------ EXERCISE TEXT ------
The oncologist stated that an increase or “velocity” of this rate was troubling given my history and that while he was unable to say without MRIs and other diagnostics with 100% certainty that the tumor was off to the races again, he felt confident in saying this was likely the case.  He also reminded me that when diagnosed I was advised that there was no “cure” for such an advanced case of PC that had metastasized like mine and that this was still the case.  He stated the best I could hope for was to delay the growth of the original tumor and delay further spread of the metastasized cells. In a nutshell, this is not something I’ll ever be cured of and it will grow and spread.

Another Treatment to Consider - Provenge - $100,000 to Get Another 4 Months

We discussed the immunotherapy treatment called Provenge which takes an individual's own immune cells and reprograms them to attack the cancer cells.  It’s something I’ll look at as chemo was a one shot deal, and I’m not sure I’d do it again even if it were an option and hormone deprivation is something I tried for 8 months but found the side effects too severe.  The upside to Provenge is that it’s got a good track record and the methodology makes sense to this layman.  It also seems to have relatively few side effects and they seem to not be long term, severe ones. The most common side effects include chills, fatigue, fever, back pain, nausea, joint ache, and headache. On the more serious end of the spectrum, are stroke, extreme bone pain and infection.  Also of note is the average life survival rate increase averages 4 months.  Oh, and it costs about $100,000.  Medicare would pay for 80% of that and while theoretically I would be responsible for the other $20,000 (oh sure, no problem!), I was advised that the manufacturer of Provenge usually finds a way to write off the 20%.  After all, $80,000 is not bad for one patient, right?

In summary

My life is quite different now.  The great health I enjoyed right before diagnosis and beginning treatment - gone.  The wonderful,, enjoyable good paying job that I enjoyed so much - gone. The loving relationship I was in is now long distance and more a case of very good, caring friends.  There are no recreational trips as money for them or going out to eat just doesn’t exist  

On the bright side, I’ve been heartened by the support of family and friends.  The niece and nephew who are busy raising my two great, great nieces have been there whenever the old clunker car gives out. A handful of friends checks in on me and stays in contact on a regular basis.  I’ve made a new, delightful friend here in Cedar Park who goes out of her way to socialize and get me out of the house; she’s like having a new sister and it’s brightened many of my days.  I’ve made several new friends from the grocery stores where I do the work that I can and I so enjoy seeing them the few times a month I demo. I’ve learned that I’m a pretty good economizer and sometimes impress myself with my ability to squeeze a dollar for all it’s worth.  I’ve also been grateful for time with children in my life because they have that wonderful innocence and silliness that we all lose to some degree with age.  They make me laugh and smile.  

So it’s not been a bed of roses and it doesn’t appear that anything will make it so.  But, as Shirley MaClaine once sang, I’m Still Here !

That’s it on the updates to today.  As I consider Provenge, I’ll write more and I’m also working on a Top Ten Things for Younger Men with PC to Consider (it may be Top 7 or Top 15, not sure yet;)  as the increase in men under 55 getting aggressive PC has been a rate of a 6 fold jump in 20 years.  Additionally, getting PC, be it a mild case or an aggressive case is quite different for a guy in his 40s than it is for a man in his 70s.

Finally, heartfelt appreciation to those who have helped financially.  Asking people for money is not an easy thing for me as I’ve always been able to cut it on my own.  But times are different now and while I haven’t quite raised enough to repair my sole means of transportation, I’m much closer than I was.  So if you have a spare $5, I’d appreciate your considering throwing it my way or in the direction of someone else who needs a small hand up.  It not only helps financially, it helps emotionally.  You can give via YouCaring right here

Much love to friends, family, the readers of this blog and anyone who has been affected by this dreadful, life altering disease.
------ EXCERPTED DATA ------
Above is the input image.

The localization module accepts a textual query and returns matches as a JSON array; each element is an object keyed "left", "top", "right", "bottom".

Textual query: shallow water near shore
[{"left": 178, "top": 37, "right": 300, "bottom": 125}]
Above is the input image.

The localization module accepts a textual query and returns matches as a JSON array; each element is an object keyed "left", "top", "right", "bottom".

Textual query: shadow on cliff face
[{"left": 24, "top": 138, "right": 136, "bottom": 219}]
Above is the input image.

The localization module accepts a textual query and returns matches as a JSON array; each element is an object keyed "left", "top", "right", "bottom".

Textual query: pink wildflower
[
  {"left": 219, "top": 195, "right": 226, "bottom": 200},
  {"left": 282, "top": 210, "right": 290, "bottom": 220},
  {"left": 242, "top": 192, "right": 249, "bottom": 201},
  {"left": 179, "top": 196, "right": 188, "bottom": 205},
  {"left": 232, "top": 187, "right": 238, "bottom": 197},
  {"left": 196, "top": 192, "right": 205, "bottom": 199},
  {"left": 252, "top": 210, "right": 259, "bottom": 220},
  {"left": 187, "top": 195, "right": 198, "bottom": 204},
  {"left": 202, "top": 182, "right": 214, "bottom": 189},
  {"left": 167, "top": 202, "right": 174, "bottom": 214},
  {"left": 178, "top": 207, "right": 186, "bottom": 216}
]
------
PROBLEM REQUIREMENTS:
In the cancer update, how long did the writer try hormone deprivation?

WRITTEN ANSWER:
Eight months.